(Source document):
-------------------------

Pollyanna, the word implies 'unrealistically optimistic'... it is unrealistically optimistic to believe that a bad person can become a good person merely by a good person submitting to the bad person's bad behavior... no wars would exist if one person's virtue could cause a bad person to become friendly... and, so, therefore, the imagined idea of 'unite in virtue' has no relativity to what is real in this Reality.
The following is a rough (and known to be incorrect of synonyms) draft of the first sentence within section #61, the draft illustrating the word structure that includes 交 (jiāo): 'Large nation person-ist under stream(class), heaven under it reciprocal, heaven under it female'.
The following are six public domain translations of the first sentence within Daodejing's section #61:
"What makes a great state is its being (like) a low-lying, down-flowing (stream);--it becomes the centre to which tend (all the small states) under heaven." (James Legge 1891)
"A great state is the worlds low-stream (to which all the river flows [sic] down), the world's field and the world's female." (Ch'u Ta-Kao 1904)
"A great country is lowly. Everything under heaven blends with it. It is like the female, which at all times and in every place overcomes the male by her quietude." (Spurgeon Medhurst 1905)
"A great state, one that lowly flows, becomes the empire's union, and the empire's wife." (D.T. Suzuki & Paul Carus 1913)
"A great kingdom, lowly like running water, is the Meeting-place of the world. It is the feminine quality of the world. " (Isabella Mears 1916)
"A great state that is useful is like a bond of unity within the Empire; it is the Empire's wife." (Dwight Goddard 1919)
The word 大 (man with arms stretched wide) typically implies 'big, bigger, great, huge, large, wide, etc.', and so the English words of 'great' and 'large' require choosing relative to what the sentence is speaking of... which English term chosen, is not much important until the whole of the section is translated and determined what the section is speaking of... the original Chinese character is recognized for its intention, and is not dependent on the English definition.

-------------------------

(Entries):
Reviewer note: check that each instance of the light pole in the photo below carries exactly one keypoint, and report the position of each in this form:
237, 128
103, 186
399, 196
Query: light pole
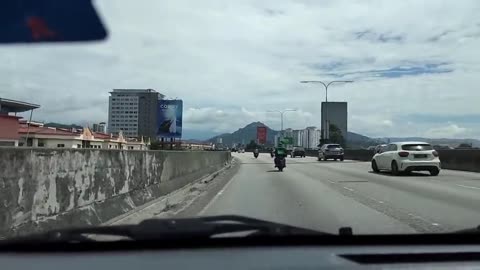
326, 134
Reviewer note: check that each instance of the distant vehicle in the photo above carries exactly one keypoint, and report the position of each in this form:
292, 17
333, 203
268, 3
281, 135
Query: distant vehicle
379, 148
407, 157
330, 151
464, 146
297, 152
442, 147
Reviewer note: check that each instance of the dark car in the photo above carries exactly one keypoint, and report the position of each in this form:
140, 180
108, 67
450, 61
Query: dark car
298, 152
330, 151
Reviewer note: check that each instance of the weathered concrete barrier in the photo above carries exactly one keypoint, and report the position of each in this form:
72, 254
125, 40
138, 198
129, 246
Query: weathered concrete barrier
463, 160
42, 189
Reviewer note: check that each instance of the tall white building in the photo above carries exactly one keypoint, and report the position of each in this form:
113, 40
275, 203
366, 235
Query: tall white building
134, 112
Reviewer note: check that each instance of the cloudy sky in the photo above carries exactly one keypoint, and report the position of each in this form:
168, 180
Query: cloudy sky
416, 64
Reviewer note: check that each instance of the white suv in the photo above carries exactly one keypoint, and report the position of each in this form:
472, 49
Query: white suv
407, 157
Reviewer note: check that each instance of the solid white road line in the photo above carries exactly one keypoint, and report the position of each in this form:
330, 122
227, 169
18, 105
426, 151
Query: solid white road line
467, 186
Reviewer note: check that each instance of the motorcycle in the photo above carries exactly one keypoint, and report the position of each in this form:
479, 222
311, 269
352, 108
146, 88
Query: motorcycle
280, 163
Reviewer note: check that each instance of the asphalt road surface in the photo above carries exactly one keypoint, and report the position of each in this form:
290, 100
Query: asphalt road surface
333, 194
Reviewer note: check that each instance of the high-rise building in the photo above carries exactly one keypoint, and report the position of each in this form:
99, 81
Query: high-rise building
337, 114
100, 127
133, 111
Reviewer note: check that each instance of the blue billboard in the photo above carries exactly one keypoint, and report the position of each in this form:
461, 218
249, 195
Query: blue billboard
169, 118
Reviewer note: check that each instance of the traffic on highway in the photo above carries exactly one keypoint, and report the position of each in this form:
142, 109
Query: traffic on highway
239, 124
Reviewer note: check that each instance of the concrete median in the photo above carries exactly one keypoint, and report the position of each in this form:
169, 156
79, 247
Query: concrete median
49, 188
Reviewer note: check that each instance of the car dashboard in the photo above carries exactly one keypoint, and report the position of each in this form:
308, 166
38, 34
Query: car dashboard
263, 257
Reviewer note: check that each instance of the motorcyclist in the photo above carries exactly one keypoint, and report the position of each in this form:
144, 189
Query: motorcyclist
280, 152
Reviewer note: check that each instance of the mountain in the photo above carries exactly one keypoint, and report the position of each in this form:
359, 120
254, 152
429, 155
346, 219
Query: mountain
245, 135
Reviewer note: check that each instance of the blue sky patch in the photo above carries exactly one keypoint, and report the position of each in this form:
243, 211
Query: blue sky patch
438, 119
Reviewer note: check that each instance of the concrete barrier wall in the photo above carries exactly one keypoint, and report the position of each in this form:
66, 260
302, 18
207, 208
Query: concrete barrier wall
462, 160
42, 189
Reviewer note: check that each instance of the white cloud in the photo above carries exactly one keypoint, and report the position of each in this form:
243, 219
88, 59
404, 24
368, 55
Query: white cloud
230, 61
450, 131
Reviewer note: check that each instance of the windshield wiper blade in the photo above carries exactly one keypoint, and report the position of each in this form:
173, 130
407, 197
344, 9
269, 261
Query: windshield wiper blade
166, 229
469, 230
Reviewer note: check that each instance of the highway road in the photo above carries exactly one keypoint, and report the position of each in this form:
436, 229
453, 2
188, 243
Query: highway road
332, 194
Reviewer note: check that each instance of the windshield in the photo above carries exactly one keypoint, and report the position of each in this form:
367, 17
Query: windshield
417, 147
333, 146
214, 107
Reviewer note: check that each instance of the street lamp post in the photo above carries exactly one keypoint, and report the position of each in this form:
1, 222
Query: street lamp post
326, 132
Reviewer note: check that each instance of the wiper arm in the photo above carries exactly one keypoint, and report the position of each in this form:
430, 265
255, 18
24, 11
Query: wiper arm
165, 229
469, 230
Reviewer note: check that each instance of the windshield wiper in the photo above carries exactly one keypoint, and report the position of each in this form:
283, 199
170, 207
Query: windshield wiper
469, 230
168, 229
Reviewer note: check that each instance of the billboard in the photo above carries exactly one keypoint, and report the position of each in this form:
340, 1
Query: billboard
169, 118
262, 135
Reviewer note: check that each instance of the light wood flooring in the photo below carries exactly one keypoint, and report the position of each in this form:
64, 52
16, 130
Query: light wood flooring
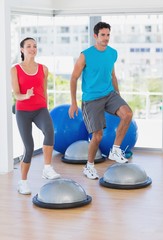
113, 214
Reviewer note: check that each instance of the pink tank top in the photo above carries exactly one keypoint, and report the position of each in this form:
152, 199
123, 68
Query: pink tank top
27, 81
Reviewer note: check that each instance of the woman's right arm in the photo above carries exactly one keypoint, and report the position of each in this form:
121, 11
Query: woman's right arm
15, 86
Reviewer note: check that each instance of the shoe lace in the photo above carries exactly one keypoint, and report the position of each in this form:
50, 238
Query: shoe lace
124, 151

-------------------------

(Task instructions): Pick up the passage on translating the first sentence of Daodejing section #61 after its last sentence and keep writing it.

(Answer to the exercise):
Similarly, an English synonym of 交 (jiāo) requires first knowing what the sentence and section are pointing at. The common translations appear to point to outsider doctrines... point to doctrines of ideologies already held within belief by the translators... the translators choosing English words to bend the original Chinese words to allegedly fit the pre-existing beliefs.
The original text's author, also appears to be pointing to outsider points of view, a relationship, while also inserting pre-existing beliefs of outsider doctrines.
The following is a rough (and known to be incorrect of synonyms) draft of the second sentence within section #63, the draft illustrating the word structure that includes 報 (bào): 'Large small, many few, announce-reciprocate hatred-enmity use virtue'.
The following are six public domain translations of the second sentence within Daodejing's section #63. Some of the translators purposefully rearranged the original words, making the translators' English sentences to be difficult to follow.
"...to consider what is small as great, and a few as many; and to recompense injury with kindness." (James Legge 1891)
"Regard the small as the great; regard the few as many. Manage the difficult while they are easy; Manage the great while they are small." (Ch'u Ta-Kao 1904)
"Account the small as great, and the few as many. For hatred return perfection." (Spurgeon Medhurst 1905)
"Make great the small. Make much the little. Requite hatred with virtue." (D.T. Suzuki & Paul Carus 1913)
"The great shall be small, The many shall be few, and Evil shall be recompensed by goodness." (Isabella Mears 1916)
"...to enlarge the small things, and multiply the few. He should respond to hatred with kindness." (Dwight Goddard 1919)
Again the common translations chose pre-existing ideological beliefs, while not giving attention to the original words themselves. The question, is to ask what the author likely intended... did the author himself intend for 報 (bào) to imply 'judgment', 'reciprocation', 'revenge', or perhaps a different meaning?
'Large small, many few' appears to generally imply a concept of all people, or, perhaps, implying the size and quantity of 'hatreds'...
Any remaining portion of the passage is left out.